BEGIN EXERCISE PASSAGE

Nixon decided to speed the communists’ exodus from Cambodia with a secret bombing campaign called Operation Menu. He hoped it would stave off North Vietnamese offensives long enough for them to withdraw troops and negotiate a peace treaty. By that measure, it failed miserably. North Vietnamese attacks continued unabated; anywhere from 100,000 to 600,000 civilians died from the bombs; and the campaign (which was followed with a series of land incursions) destabilized Cambodia to the point that the communist party, the Khmer Rouge, seized power and killed approximately 1.5 million people during its reign.

And that’s called “peace with honor.”

The shame of politics is not that the game is played so poorly but that we encourage it. During the campaign, New York Times columnist Thomas Friedman posed the following self-reflective question to Barack Obama: “Am I for sending more troops to Afghanistan because I really think we can win there, because I really think that that will bring an end to terrorism, or am I just doing it because to get elected in America, post-9/11, I have to be for winning some war?”

Flip it around: Is that the message we are sending our leaders? Is that the reason we are risking our sons and daughters?

While you chew on that, let’s size up the conventional wisdom. Withdraw from Iraq and surge in Afghanistan. That, we are told, is the Obama playbook for the next four years. If so, we should probably know a thing or two about the Graveyard of Empires, as it is known, before we plunge headfirst.

“Afghans remember the reign in the 1960s and ’70s of King Zahir Shah and his cousin Daoud Khan,” writes American author Sarah Chayes as she observes the country firsthand, “when Afghan cities were among the most developed and cosmopolitan in the Muslim world, when Peace Corps volunteers conducted vaccination campaigns on foot through a welcoming countryside, and when, my friends here tell me, a lone, unarmed policeman could detain a criminal suspect in a far-flung village without obstruction.”

The United States could not leave well enough alone. Because the Afghan regime was implicitly backed by the Soviet Union, the Carter administration lured the USSR into an all-out military debacle by funding rebels who were trying to overthrow the government. Funny how most Western historians skip over that part: We started the Soviet war in Afghanistan.

After we left the country in tatters, a hodgepodge of tribal warlords and Islamic terrorists filled the power vacuum. When we reentered in 2001 and crushed the Taliban, Chayes recalls in astonishment, “[W]e gave power back to corrupt gunslingers who had been repudiated years before. If they helped us chase al-Qaeda, we didn’t look too hard at their governing style.”

And the solution to this mess, we are told, is more troops.

First, consider the geography. Afghanistan is far bigger than Iraq. In the ’80s, the Soviet Union combined 160,000 troops with the Afghan army’s 200,000 strong, only to be trumped embarrassingly. Former NATO General Dan McNeill, who led the forces in Afghanistan, estimates we would need over 400,000 troops. Admiral Michael Mullen, current Chairman of the Joint Chiefs of Staff, said “no amount of troops in no amount of time” would be sufficient without a broader solution.

It all sounds too familiar. Like Richard Nixon and his side trip to Cambodia, Barack Obama wants to minimize our withdrawal from an unpopular conflict by showing the enemy we still know how to fight. But at what cost?

The late economist Milton Friedman, when shown evidence of market failure, would always calmly reply that that may be true, but the government “solution” would be even worse. If we have come to accept his skepticism here in recent times, why, I wonder, do we not apply the same logic abroad?

A troop surge would indeed create more problems than it solves. Afghanistan’s problems lie in a corrupt government, anti-Western sentiment from years of unconscionable treatment, and an underdeveloped economy—all problems that would worsen with more troops and improve with humanitarian assistance and open relations with its neighbors, especially Iran and Pakistan.

When Barack Obama steps into the White House, he should rally international support for anti-terrorism policing, economic development, and cross-ethnic negotiations across the Middle East. Less casualties, more security, a sustainable peace. That is what honor really means.

END EXERCISE PASSAGE
BEGIN LISTED RECORDS

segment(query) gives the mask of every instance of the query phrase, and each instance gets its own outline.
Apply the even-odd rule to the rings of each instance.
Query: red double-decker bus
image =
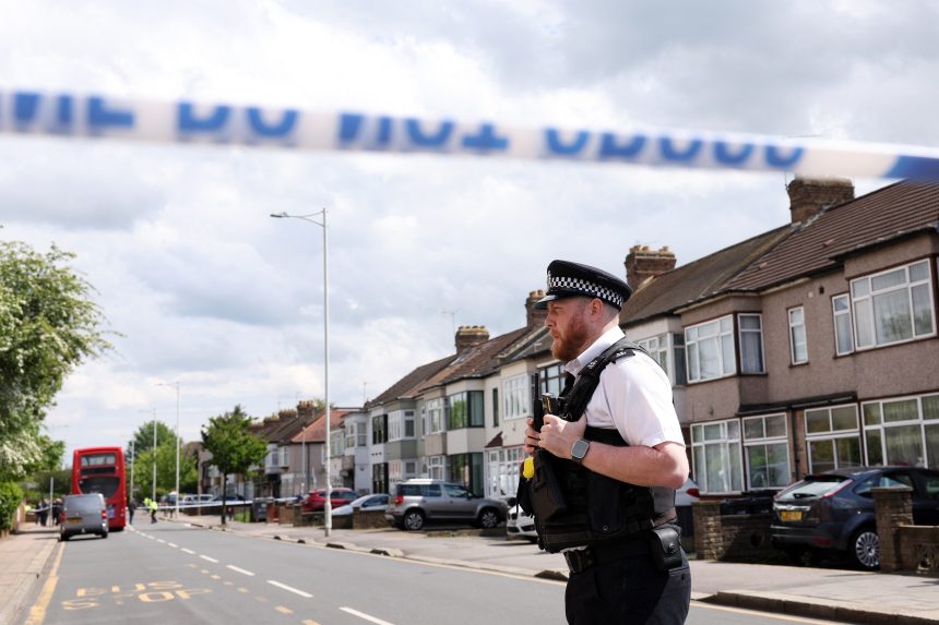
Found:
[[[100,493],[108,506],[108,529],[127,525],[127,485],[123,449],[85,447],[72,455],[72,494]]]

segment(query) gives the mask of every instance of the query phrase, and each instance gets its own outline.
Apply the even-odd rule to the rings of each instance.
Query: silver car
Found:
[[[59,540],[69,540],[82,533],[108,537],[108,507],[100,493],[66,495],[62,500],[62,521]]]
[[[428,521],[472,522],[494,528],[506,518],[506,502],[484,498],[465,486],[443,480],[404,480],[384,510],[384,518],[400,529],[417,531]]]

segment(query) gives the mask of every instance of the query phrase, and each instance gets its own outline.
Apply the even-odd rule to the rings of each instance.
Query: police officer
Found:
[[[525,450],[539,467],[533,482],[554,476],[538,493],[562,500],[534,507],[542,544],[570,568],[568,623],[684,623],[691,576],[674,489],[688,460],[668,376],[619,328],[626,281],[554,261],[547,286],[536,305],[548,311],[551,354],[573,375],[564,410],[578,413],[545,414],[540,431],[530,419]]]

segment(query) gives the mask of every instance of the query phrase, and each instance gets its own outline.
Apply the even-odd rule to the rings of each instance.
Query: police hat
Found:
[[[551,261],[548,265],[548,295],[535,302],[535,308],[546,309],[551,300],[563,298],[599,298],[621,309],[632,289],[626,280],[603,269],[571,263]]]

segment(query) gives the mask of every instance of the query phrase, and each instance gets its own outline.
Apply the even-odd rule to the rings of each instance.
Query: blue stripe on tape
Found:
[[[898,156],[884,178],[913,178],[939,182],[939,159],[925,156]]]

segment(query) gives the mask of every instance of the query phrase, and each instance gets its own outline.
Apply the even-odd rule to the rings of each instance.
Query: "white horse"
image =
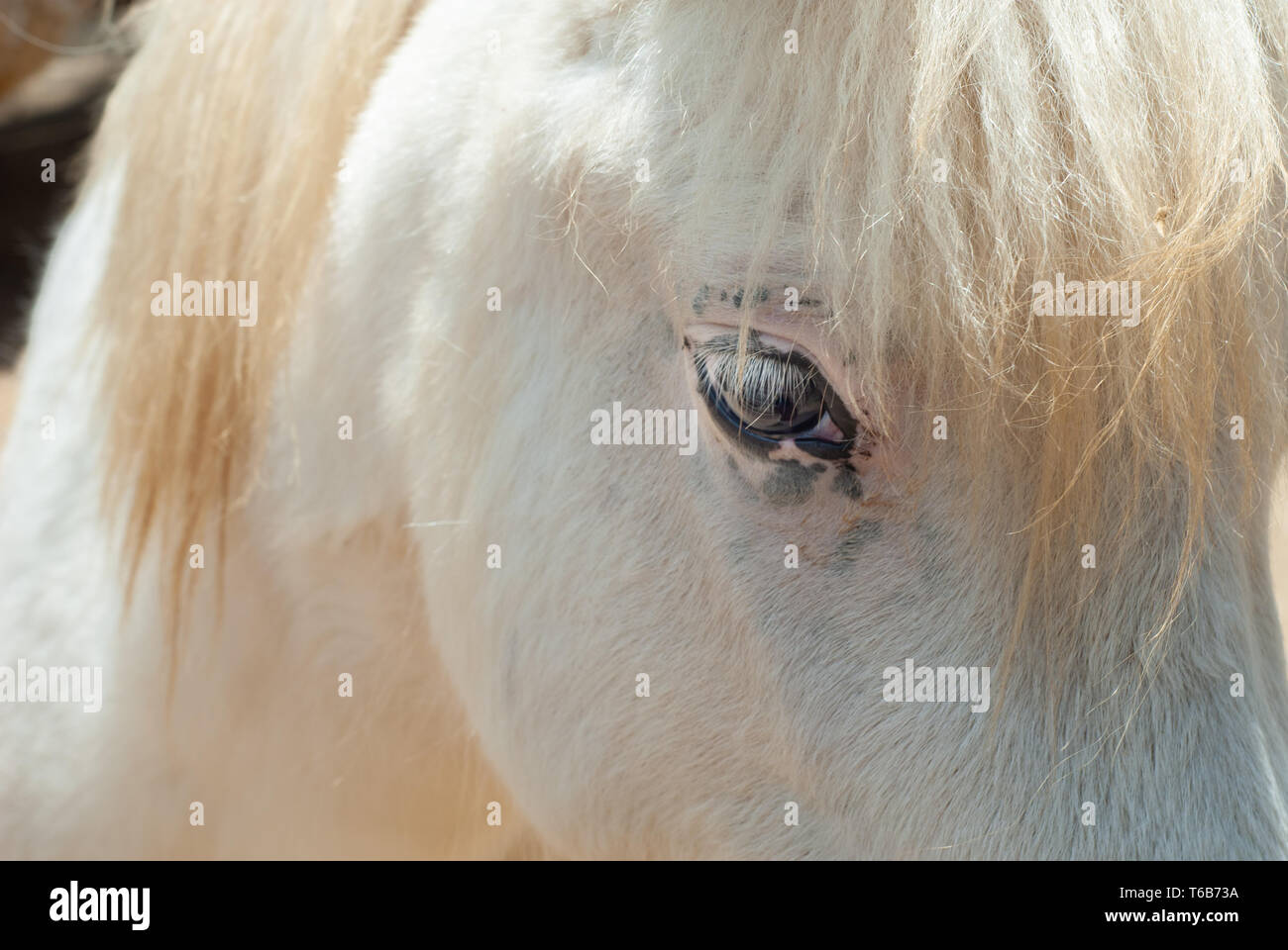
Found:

END LISTED RECORDS

#### [WHAT THIS EXERCISE ASKS]
a: In the essay on Afghanistan, how many troops does former NATO General Dan McNeill estimate the United States would need there?
b: From the essay on Afghanistan, copy the passage between "Nixon decided to" and "during its reign.", inclusive.

#### [ANSWER SET]
a: Over 400,000 troops.

b:
Nixon decided to speed the communists’ exodus from Cambodia with a secret bombing campaign called Operation Menu. He hoped it would stave off North Vietnamese offensives long enough for them to withdraw troops and negotiate a peace treaty. By that measure, it failed miserably. North Vietnamese attacks continued unabated; anywhere from 100,000 to 600,000 civilians died from the bombs; and the campaign (which was followed with a series of land incursions) destabilized Cambodia to the point that the communist party, the Khmer Rouge, seized power and killed approximately 1.5 million people during its reign.